(Problem description) Set down exactly, from the records below, the line with "Target: woman in floral dress" through the line with "Put a dot on the man in", and nothing else.

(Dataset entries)
_ _ _ _

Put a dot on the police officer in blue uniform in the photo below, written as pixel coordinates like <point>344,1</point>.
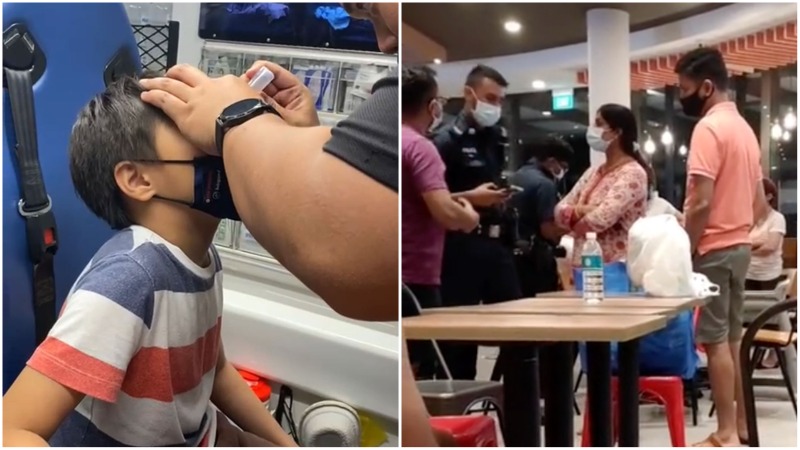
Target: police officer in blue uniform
<point>479,266</point>
<point>546,162</point>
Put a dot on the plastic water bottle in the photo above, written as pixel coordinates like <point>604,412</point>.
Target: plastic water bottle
<point>592,269</point>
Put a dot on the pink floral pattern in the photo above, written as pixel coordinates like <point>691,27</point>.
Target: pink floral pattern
<point>618,199</point>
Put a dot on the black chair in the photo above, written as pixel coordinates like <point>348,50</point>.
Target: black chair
<point>755,342</point>
<point>447,396</point>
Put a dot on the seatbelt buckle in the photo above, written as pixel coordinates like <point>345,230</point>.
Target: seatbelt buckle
<point>41,228</point>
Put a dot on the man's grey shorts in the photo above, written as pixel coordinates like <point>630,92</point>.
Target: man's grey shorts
<point>721,318</point>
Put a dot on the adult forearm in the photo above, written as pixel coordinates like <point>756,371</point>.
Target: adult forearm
<point>235,399</point>
<point>452,216</point>
<point>329,224</point>
<point>21,438</point>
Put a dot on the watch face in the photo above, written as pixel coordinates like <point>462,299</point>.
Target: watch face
<point>241,107</point>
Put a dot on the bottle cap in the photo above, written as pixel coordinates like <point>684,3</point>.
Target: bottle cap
<point>261,79</point>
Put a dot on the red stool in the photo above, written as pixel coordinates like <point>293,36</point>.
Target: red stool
<point>467,431</point>
<point>668,391</point>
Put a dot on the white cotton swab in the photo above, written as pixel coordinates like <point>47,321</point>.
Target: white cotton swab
<point>262,79</point>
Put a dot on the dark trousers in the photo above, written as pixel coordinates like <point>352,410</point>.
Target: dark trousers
<point>537,274</point>
<point>757,285</point>
<point>475,270</point>
<point>421,353</point>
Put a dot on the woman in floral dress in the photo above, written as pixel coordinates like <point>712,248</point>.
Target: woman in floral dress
<point>609,198</point>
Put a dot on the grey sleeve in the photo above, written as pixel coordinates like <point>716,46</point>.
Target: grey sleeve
<point>367,139</point>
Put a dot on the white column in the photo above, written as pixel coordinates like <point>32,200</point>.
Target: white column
<point>608,32</point>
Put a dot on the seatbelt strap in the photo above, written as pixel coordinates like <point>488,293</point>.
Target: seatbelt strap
<point>35,205</point>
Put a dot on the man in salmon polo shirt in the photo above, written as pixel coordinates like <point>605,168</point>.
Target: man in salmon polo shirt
<point>723,195</point>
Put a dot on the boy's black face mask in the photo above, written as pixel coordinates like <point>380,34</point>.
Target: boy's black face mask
<point>212,195</point>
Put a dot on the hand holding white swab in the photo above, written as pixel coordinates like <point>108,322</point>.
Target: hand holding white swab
<point>261,79</point>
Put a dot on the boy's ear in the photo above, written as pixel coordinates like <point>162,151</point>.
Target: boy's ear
<point>134,181</point>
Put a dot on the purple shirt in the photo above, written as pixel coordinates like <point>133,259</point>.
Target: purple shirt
<point>423,238</point>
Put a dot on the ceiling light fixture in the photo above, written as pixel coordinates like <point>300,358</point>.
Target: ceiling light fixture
<point>776,131</point>
<point>790,120</point>
<point>666,137</point>
<point>649,146</point>
<point>512,26</point>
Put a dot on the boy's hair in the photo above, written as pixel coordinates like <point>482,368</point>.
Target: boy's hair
<point>704,63</point>
<point>115,126</point>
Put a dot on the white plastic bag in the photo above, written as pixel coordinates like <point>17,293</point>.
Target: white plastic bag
<point>660,261</point>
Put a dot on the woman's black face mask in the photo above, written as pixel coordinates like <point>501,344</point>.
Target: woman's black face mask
<point>212,195</point>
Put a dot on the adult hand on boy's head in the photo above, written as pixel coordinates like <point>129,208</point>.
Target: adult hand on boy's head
<point>287,95</point>
<point>194,101</point>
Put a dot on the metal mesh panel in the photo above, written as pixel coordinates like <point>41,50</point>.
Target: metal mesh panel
<point>158,45</point>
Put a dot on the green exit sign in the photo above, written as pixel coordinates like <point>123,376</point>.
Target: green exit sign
<point>563,101</point>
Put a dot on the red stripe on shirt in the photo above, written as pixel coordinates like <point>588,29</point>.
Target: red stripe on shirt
<point>76,370</point>
<point>161,374</point>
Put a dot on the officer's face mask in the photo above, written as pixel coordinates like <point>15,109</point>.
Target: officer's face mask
<point>212,195</point>
<point>437,114</point>
<point>559,173</point>
<point>485,114</point>
<point>694,103</point>
<point>594,137</point>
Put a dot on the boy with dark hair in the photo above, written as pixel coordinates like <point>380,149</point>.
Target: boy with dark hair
<point>723,173</point>
<point>136,358</point>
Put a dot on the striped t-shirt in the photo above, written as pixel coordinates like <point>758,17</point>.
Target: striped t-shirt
<point>139,334</point>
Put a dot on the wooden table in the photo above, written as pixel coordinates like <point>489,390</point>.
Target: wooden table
<point>629,299</point>
<point>533,327</point>
<point>520,389</point>
<point>533,306</point>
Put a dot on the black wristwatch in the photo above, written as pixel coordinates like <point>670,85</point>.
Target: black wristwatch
<point>239,113</point>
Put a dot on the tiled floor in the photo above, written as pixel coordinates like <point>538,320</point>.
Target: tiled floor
<point>777,422</point>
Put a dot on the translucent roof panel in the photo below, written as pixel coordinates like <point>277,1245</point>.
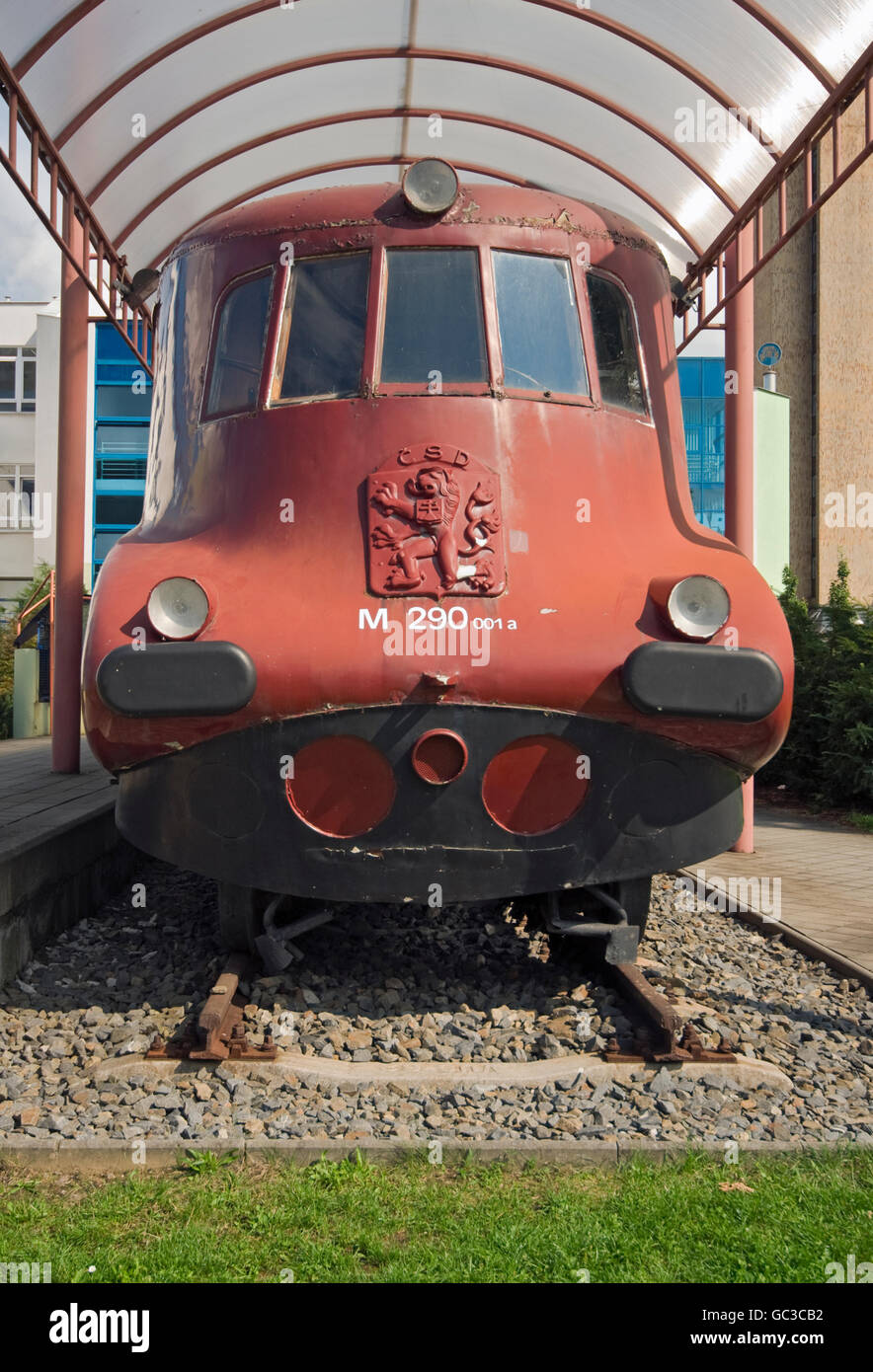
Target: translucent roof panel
<point>669,113</point>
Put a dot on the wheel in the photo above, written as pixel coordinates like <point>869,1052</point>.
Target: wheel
<point>240,917</point>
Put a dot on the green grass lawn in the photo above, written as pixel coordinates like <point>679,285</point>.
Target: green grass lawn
<point>348,1221</point>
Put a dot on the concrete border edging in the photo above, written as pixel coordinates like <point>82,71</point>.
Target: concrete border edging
<point>117,1156</point>
<point>356,1076</point>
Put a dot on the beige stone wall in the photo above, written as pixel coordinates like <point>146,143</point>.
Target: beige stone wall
<point>788,301</point>
<point>845,362</point>
<point>784,316</point>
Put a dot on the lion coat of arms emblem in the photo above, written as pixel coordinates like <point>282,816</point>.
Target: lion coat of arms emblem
<point>436,526</point>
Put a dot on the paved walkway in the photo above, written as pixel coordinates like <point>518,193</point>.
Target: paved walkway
<point>826,873</point>
<point>36,801</point>
<point>826,870</point>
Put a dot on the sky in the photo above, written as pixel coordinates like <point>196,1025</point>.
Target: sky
<point>29,259</point>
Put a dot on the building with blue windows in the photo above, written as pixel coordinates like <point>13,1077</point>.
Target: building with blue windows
<point>701,383</point>
<point>121,420</point>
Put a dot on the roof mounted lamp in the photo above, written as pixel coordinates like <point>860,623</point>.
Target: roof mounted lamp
<point>683,299</point>
<point>430,186</point>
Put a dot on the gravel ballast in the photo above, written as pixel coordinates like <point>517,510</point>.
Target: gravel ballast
<point>416,985</point>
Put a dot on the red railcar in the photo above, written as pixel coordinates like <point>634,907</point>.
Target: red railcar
<point>419,602</point>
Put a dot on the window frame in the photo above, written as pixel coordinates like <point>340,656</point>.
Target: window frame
<point>519,393</point>
<point>18,474</point>
<point>14,352</point>
<point>482,387</point>
<point>643,416</point>
<point>281,337</point>
<point>264,269</point>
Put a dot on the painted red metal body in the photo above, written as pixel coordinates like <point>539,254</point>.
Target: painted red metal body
<point>589,503</point>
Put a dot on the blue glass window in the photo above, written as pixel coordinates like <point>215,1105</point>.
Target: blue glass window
<point>615,341</point>
<point>327,301</point>
<point>538,324</point>
<point>238,355</point>
<point>433,323</point>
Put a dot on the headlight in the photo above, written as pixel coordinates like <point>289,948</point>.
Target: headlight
<point>430,186</point>
<point>177,608</point>
<point>697,607</point>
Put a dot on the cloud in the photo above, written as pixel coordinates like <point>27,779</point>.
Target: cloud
<point>29,257</point>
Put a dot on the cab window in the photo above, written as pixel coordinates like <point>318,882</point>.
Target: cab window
<point>434,330</point>
<point>238,350</point>
<point>326,320</point>
<point>538,324</point>
<point>618,361</point>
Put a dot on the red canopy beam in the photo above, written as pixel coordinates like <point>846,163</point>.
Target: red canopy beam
<point>70,524</point>
<point>478,59</point>
<point>827,119</point>
<point>395,113</point>
<point>80,235</point>
<point>183,40</point>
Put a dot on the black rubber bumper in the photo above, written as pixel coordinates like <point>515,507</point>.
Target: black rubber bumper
<point>701,681</point>
<point>169,679</point>
<point>221,809</point>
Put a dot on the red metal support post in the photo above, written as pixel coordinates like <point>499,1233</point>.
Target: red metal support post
<point>740,436</point>
<point>70,513</point>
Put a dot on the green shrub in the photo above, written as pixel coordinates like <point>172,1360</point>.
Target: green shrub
<point>828,755</point>
<point>7,649</point>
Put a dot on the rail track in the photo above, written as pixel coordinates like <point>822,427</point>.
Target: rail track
<point>217,1033</point>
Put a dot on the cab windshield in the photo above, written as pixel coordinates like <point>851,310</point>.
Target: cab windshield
<point>434,331</point>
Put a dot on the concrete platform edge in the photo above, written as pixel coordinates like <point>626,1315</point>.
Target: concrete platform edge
<point>55,881</point>
<point>119,1156</point>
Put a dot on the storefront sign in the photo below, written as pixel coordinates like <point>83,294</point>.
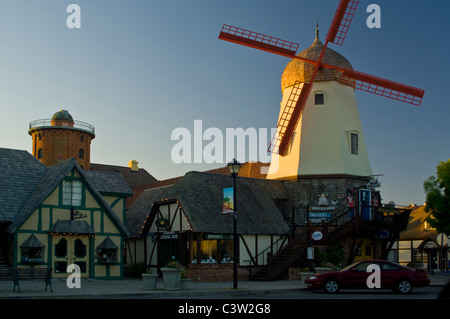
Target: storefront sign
<point>162,223</point>
<point>228,204</point>
<point>382,234</point>
<point>317,217</point>
<point>217,236</point>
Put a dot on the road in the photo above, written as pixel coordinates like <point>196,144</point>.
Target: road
<point>430,292</point>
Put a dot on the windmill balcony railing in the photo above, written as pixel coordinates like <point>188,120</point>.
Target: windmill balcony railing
<point>45,123</point>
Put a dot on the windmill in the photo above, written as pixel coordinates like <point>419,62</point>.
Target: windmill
<point>294,106</point>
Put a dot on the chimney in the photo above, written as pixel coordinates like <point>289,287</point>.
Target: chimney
<point>133,165</point>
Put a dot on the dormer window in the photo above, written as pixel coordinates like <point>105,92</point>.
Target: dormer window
<point>72,193</point>
<point>319,99</point>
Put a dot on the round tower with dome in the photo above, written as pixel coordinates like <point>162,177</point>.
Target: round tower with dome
<point>61,138</point>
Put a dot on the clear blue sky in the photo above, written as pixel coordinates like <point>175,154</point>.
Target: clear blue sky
<point>137,70</point>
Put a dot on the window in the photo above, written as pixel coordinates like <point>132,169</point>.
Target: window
<point>319,99</point>
<point>218,250</point>
<point>354,143</point>
<point>72,193</point>
<point>80,248</point>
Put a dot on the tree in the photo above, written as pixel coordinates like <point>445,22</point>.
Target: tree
<point>437,190</point>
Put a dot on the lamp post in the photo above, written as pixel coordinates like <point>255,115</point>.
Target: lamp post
<point>234,167</point>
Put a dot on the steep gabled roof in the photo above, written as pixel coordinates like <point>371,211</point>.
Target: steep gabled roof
<point>26,183</point>
<point>133,178</point>
<point>201,196</point>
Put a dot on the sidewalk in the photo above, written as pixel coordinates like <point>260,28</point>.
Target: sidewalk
<point>132,288</point>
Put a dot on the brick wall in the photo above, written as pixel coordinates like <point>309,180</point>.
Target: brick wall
<point>215,272</point>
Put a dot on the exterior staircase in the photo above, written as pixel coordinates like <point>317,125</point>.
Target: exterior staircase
<point>333,229</point>
<point>3,261</point>
<point>282,260</point>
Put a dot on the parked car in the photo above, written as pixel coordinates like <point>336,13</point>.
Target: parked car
<point>392,276</point>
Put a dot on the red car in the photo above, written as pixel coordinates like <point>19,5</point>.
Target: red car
<point>356,276</point>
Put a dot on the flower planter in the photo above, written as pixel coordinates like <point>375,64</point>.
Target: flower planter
<point>171,278</point>
<point>305,275</point>
<point>323,269</point>
<point>185,283</point>
<point>149,281</point>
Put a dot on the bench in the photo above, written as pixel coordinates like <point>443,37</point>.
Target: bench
<point>18,274</point>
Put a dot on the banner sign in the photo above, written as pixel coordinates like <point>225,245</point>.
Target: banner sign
<point>228,204</point>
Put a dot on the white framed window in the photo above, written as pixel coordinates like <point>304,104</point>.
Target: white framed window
<point>354,143</point>
<point>72,193</point>
<point>319,99</point>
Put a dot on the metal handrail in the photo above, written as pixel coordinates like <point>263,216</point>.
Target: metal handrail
<point>76,125</point>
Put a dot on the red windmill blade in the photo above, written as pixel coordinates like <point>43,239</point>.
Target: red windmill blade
<point>341,21</point>
<point>293,109</point>
<point>380,86</point>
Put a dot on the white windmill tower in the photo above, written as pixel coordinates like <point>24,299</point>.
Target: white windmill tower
<point>320,133</point>
<point>328,139</point>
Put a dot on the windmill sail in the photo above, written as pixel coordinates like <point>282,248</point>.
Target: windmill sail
<point>258,41</point>
<point>289,118</point>
<point>383,87</point>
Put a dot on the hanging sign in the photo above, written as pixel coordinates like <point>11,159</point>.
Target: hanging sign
<point>228,204</point>
<point>382,234</point>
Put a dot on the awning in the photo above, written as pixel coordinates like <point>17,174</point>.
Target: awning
<point>32,242</point>
<point>107,244</point>
<point>72,228</point>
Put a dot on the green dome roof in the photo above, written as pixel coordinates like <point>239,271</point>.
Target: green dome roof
<point>62,115</point>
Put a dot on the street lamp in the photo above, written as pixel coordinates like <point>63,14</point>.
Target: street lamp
<point>234,167</point>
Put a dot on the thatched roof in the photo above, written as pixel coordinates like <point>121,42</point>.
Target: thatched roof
<point>201,196</point>
<point>416,226</point>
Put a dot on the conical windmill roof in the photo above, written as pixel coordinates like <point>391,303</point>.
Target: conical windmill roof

_ _ _ _

(Response to the task)
Target: woman in floral dress
<point>609,198</point>
Put a dot on the grey sleeve in the photo above, written as pixel coordinates like <point>716,46</point>.
Target: grey sleeve
<point>367,139</point>
Put a dot on the white column in the photo above, written as pixel coordinates like <point>32,200</point>.
Target: white column
<point>608,32</point>
Put a dot on the seatbelt strap in the photo above, written as pixel coordinates like <point>488,293</point>.
Target: seatbelt strap
<point>35,205</point>
Put a dot on the man in salmon polo shirt in the photo above, written as pixel coordinates like <point>605,168</point>.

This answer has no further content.